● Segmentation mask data
# # # #
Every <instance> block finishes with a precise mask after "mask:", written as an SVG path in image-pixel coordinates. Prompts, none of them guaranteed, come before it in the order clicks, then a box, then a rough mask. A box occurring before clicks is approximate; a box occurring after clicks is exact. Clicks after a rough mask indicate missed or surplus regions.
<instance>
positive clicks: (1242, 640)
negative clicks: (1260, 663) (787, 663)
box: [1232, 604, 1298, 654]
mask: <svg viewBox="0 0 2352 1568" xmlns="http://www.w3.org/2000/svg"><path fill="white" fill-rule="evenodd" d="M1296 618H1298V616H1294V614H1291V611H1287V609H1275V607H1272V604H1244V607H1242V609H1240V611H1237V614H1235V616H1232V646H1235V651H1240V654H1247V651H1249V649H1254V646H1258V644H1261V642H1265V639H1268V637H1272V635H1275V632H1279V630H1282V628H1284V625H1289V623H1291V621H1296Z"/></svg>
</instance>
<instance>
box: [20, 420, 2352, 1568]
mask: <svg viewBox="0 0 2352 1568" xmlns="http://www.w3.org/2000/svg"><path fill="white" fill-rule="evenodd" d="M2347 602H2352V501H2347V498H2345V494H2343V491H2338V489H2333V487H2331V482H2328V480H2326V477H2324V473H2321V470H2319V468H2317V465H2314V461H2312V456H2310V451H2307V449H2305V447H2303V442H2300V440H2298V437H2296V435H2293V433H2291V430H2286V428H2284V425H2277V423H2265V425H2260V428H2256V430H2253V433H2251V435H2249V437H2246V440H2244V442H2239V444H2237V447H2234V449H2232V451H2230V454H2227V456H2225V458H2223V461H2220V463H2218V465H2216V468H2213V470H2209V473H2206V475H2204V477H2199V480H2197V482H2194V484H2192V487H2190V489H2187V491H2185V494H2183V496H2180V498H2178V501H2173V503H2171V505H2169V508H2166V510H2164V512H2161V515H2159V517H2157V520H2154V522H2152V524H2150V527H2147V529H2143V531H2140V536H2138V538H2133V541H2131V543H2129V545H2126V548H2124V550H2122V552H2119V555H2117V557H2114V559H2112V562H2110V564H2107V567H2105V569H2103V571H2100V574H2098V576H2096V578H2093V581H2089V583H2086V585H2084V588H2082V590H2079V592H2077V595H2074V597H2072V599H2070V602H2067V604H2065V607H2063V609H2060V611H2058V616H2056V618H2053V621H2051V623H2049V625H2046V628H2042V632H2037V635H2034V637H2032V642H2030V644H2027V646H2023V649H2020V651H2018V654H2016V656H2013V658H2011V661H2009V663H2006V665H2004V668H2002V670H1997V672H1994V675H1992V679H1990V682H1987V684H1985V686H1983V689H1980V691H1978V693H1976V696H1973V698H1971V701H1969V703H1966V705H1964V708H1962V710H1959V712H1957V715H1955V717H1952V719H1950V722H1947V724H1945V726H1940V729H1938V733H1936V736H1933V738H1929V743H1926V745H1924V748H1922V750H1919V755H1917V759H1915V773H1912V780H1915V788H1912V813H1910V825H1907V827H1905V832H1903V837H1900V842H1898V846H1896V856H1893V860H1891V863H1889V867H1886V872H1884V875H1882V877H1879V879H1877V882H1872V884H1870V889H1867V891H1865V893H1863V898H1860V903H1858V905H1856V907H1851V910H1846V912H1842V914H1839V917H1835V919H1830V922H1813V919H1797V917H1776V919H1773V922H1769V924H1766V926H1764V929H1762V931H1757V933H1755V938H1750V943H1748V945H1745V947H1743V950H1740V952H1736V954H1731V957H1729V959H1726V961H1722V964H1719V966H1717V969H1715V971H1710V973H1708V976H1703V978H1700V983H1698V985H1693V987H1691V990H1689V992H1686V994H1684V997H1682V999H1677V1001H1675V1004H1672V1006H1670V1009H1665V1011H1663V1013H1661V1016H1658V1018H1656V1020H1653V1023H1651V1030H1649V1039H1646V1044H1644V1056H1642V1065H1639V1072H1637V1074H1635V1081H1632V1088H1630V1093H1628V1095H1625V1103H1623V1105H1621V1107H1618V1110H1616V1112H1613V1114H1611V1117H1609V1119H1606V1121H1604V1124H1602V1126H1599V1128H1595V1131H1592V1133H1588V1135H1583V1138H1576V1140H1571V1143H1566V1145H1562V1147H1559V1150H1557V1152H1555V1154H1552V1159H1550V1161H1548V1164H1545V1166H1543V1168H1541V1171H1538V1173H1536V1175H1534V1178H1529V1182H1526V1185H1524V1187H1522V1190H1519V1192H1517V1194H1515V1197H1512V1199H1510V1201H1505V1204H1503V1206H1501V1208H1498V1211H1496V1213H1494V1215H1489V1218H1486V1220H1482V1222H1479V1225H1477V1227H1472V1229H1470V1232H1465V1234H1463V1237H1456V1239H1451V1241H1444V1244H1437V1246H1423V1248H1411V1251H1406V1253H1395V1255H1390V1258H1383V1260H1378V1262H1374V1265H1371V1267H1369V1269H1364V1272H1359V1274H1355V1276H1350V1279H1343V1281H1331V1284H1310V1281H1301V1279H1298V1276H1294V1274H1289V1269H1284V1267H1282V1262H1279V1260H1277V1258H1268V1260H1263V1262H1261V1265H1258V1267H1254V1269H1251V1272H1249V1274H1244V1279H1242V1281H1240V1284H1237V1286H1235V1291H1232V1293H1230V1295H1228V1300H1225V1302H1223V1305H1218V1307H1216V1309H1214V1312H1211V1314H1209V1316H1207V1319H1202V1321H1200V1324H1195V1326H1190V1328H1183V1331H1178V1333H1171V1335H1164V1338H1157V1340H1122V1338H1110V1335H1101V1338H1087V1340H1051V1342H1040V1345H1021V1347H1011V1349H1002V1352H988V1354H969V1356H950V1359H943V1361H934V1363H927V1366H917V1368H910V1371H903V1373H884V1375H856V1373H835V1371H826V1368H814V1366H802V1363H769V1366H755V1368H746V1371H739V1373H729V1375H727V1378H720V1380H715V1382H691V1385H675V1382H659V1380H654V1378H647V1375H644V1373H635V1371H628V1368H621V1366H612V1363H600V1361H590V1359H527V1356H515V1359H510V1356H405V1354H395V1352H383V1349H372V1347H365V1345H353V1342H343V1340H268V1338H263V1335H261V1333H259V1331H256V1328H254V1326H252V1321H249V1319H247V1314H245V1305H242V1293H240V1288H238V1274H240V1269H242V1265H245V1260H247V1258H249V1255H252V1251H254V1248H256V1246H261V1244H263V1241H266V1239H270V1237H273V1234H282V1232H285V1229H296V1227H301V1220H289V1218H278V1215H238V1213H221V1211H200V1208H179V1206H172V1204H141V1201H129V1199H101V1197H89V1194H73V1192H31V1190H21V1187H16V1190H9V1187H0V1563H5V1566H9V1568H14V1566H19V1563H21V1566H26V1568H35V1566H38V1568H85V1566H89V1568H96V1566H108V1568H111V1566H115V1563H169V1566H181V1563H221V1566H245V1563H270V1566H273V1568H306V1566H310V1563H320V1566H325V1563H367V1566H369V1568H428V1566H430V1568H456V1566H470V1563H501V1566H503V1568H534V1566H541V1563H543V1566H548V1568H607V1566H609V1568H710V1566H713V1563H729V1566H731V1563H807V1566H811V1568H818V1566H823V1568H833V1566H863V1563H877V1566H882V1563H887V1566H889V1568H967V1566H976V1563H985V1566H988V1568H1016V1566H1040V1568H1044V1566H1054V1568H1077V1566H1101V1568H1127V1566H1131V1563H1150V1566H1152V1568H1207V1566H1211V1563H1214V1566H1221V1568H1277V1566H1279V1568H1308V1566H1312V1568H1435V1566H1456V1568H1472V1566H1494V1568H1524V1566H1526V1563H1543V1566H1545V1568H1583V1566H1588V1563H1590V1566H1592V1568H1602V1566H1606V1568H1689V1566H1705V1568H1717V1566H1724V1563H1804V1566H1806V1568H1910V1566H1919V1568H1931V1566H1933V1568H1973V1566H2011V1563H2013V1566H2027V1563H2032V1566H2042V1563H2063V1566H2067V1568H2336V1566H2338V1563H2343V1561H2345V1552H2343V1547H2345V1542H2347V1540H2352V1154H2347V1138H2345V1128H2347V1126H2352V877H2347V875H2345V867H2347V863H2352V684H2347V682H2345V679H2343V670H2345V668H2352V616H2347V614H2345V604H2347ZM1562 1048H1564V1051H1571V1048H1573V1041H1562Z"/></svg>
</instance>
# # # #
● What the task asks
Return the lines of the items from the start through the line with "positive clicks: (1242, 640)", both ends included, reproducing them without change.

● Exercise result
Every <instance> block finishes with a precise mask after "mask:", written as an SVG path in image-pixel coordinates. Prompts, none of them guaranteed, come before it in the order clicks, then a box, then a rough mask. A box occurring before clicks is approximate; a box occurring after clicks is exact. Clicks after a rough mask indicate missed or surplus regions.
<instance>
positive clicks: (1242, 640)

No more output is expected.